REQUISITOS DA TAREFA:
Copie, no texto sobre os bônus de cem anos da Petrobras, o trecho que vai de "A Petrobras saiu" até "e J.P. Morgan.", inclusive.

=== TRECHO PARA LEITURA ===

Em uma operação que surpreendeu o mercado, tanto pelo momento como pelas características, a Petrobras fechou uma captação de US$ 2,5 bilhões com uma emissão de bônus com prazo de cem anos, também conhecidos como "century bonds". Ou seja, o vencimento da dívida lançada ontem pela estatal será apenas em 2115.
A emissão marca a volta da Petrobras ao mercado de capitais após a crise provocada pelas investigações da Operação Lava-Jato, que levou a empresa a atrasar a publicação do balanço auditado por quase seis meses. A última captação externa da estatal havia ocorrido em março do ano passado, antes do agravamento das denúncias de corrupção, quando a empresa levantou de US$ 8,5 bilhões.
A Petrobras saiu a mercado disposta a não falhar. A estatal ofereceu os papéis com desconto, a 81% do valor de face, e cupom de 6,85% ao ano. No mercado de bônus, quanto menor o preço dos títulos, maior o retorno para o investidor.
Ao oferecer condições atrativas, a demanda chegou a US$ 13 bilhões. Com a forte procura, o retorno dos papéis, inicialmente estimado em 8,85% ao ano, caiu para 8,45% ao ano. A empresa também ampliou o volume da captação, que originalmente era de US$ 1 bilhão. A operação foi coordenada pelos bancos Deutsche Bank e J.P. Morgan.
O preço cobrado pelo mercado na volta da Petrobras às captações foi alvo de controvérsia entre investidores e banqueiros. Para uma fonte de um banco que não estava na operação, a companhia pagou caro, mas não podia correr o risco de a emissão não dar certo.
O formato pouco usual da operação também foi escolhido a dedo. Segundo uma fonte próxima à operação, o maior objetivo da emissão dos bônus de cem anos não foi suprir as necessidades de financiamento da empresa, mas dar um sinal de força no mercado. Mesmo com todas as notícias ruins que envolveram a companhia nos últimos meses, a estatal foi a primeira empresa brasileira a emitir um "century bond".
Como foi a primeira captação da Petrobras por um prazo tão longo e o histórico de emissores de "century bonds" é pequeno, qualquer comparação fica prejudicada. A relação mais próxima feita por fontes de mercado foi a dos preços negociados com os títulos com vencimento em 30 anos da estatal no mercado secundário. No início do dia, a diferença oferecida entre esses papéis e os novos bônus era de 150 pontos-base. Com a queda nos juros, esse spread caiu para 110 pontos.

=== DADOS APRESENTADOS ===

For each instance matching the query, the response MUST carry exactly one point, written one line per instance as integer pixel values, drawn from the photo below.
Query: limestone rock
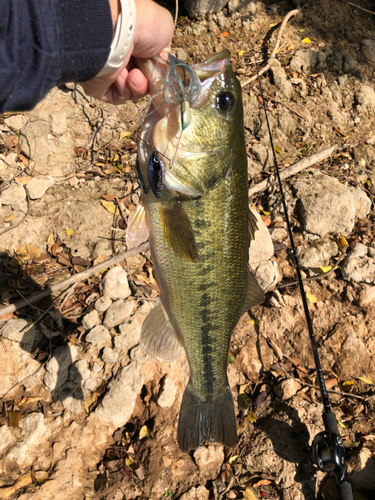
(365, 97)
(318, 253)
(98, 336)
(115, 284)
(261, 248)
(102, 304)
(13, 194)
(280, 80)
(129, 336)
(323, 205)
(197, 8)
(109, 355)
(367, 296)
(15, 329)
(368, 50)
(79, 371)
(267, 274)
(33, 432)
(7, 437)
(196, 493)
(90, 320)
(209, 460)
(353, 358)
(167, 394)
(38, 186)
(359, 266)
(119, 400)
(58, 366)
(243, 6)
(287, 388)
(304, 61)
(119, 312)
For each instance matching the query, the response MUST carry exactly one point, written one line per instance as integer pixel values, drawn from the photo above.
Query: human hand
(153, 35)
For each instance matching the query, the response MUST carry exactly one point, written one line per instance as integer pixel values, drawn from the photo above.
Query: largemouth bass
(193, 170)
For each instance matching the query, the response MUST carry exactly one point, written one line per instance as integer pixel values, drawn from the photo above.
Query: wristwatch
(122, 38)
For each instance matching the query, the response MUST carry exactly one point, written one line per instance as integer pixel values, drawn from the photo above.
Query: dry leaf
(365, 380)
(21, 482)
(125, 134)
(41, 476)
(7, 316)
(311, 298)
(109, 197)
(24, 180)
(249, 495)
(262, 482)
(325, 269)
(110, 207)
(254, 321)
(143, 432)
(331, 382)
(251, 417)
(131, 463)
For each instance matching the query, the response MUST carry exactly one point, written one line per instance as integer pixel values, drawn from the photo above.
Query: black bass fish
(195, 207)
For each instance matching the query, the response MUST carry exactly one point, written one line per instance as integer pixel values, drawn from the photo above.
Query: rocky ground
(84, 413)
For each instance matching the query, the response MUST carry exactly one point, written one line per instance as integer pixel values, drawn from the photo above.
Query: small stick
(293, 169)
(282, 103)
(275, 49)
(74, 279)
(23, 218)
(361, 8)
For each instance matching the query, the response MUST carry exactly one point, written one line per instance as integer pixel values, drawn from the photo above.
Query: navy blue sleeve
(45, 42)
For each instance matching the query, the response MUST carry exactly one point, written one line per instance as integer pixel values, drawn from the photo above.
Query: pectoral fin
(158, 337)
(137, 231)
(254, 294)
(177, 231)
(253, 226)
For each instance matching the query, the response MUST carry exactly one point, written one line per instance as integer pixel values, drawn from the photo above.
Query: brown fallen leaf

===
=== DADOS APRESENTADOS ===

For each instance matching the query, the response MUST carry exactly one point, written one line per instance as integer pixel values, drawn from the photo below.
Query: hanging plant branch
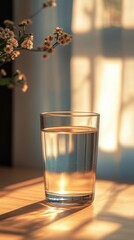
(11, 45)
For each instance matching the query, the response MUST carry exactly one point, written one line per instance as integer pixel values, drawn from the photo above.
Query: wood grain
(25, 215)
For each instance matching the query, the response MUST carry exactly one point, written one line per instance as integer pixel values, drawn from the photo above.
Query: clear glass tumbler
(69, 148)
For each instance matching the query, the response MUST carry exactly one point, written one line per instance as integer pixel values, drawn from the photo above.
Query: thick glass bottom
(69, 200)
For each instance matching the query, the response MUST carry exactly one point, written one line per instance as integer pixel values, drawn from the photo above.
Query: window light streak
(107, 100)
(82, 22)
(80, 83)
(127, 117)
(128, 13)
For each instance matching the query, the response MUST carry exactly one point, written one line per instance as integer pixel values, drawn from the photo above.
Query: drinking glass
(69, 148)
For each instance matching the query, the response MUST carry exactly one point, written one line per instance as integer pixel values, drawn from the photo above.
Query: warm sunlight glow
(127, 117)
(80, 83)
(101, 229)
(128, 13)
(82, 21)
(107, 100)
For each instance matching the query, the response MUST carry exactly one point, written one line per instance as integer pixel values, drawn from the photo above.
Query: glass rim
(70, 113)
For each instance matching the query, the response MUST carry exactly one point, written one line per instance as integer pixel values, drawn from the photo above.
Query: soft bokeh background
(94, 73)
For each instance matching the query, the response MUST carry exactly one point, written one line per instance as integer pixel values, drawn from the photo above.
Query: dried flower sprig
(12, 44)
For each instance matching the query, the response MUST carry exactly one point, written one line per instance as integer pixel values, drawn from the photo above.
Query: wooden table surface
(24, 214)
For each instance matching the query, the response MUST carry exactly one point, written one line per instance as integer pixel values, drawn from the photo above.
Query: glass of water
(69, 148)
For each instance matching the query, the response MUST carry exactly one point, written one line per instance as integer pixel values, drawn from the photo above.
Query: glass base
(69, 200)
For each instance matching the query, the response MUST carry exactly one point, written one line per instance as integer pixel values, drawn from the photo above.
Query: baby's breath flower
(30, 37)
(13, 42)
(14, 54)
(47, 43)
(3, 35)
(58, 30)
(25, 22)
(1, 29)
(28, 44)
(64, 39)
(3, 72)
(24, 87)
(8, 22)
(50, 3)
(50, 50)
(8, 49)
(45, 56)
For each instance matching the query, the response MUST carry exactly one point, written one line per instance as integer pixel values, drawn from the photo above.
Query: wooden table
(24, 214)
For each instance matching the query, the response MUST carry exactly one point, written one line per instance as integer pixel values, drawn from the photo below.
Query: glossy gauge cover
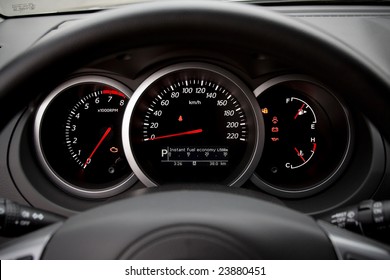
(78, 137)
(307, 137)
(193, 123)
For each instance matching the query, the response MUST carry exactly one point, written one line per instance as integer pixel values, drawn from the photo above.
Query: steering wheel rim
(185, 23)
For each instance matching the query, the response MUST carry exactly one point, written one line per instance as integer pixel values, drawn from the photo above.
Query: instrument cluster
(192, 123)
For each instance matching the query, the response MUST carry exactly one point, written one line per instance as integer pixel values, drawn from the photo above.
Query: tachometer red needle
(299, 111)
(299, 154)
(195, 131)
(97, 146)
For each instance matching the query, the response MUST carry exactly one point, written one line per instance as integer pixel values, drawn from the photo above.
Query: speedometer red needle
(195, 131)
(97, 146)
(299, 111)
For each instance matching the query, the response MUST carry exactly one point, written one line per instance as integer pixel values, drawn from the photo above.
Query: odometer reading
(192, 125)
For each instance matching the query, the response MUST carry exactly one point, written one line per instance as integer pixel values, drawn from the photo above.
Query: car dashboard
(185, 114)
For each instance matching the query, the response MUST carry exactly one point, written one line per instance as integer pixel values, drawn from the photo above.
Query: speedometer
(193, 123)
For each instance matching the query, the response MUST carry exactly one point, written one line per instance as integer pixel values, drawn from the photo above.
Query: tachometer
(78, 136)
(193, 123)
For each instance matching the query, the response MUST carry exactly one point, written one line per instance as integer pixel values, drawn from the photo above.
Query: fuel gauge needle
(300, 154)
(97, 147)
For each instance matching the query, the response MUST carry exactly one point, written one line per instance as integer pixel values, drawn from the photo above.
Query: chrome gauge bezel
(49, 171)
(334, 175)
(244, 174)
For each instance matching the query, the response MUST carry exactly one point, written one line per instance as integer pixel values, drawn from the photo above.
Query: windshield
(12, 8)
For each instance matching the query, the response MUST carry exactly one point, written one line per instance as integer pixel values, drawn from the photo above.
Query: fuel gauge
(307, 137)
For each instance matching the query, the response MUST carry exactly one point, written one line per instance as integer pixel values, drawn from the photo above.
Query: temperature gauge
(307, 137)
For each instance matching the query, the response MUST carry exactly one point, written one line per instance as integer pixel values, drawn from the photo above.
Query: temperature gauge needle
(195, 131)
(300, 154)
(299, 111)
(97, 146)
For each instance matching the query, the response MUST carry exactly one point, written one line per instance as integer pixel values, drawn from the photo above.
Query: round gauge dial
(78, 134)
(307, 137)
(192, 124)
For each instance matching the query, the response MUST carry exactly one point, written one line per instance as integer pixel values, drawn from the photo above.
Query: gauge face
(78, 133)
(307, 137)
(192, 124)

===

RESPOSTA DO EXERCÍCIO:
A Petrobras saiu a mercado disposta a não falhar. A estatal ofereceu os papéis com desconto, a 81% do valor de face, e cupom de 6,85% ao ano. No mercado de bônus, quanto menor o preço dos títulos, maior o retorno para o investidor.
Ao oferecer condições atrativas, a demanda chegou a US$ 13 bilhões. Com a forte procura, o retorno dos papéis, inicialmente estimado em 8,85% ao ano, caiu para 8,45% ao ano. A empresa também ampliou o volume da captação, que originalmente era de US$ 1 bilhão. A operação foi coordenada pelos bancos Deutsche Bank e J.P. Morgan.